= Exercise objective =
Rewrite the data below with each "Wanted" changed to "Needed", leaving everything else the same.

-------- Provided records --------

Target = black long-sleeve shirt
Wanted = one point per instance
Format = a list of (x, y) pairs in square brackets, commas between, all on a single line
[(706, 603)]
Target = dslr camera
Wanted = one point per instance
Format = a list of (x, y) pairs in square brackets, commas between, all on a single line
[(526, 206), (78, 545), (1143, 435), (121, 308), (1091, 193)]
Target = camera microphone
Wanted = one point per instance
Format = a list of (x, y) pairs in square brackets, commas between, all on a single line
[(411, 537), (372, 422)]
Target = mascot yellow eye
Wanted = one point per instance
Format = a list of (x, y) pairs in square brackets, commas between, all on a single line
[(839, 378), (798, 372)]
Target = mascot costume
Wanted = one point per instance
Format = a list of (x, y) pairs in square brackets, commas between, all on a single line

--------

= Output below =
Target = black long-sleeve shirt
Needed = one point per instance
Format = a list of (x, y) pairs in square brackets, commas between, all on a single line
[(706, 603)]
Target = dslr camera
Needed = one point per instance
Format = a list of (x, y) pairs in square brackets, commas between, all on a single line
[(526, 206), (78, 545), (1143, 435), (121, 308), (1091, 193)]
Target = camera microphone
Needed = one point per instance
Format = a list of (x, y) pairs in square brackets, commas between, all on a single line
[(411, 537), (372, 422)]
Target = mascot yellow eye
Needed = one point per instance
Format = a list of (x, y) pairs in square brackets, commas between, all on a single line
[(839, 378), (798, 372)]
Target = mascot costume
Needed = one point per instance
Format = a list of (x, y) pairs in square brackets, commas between, all on a single line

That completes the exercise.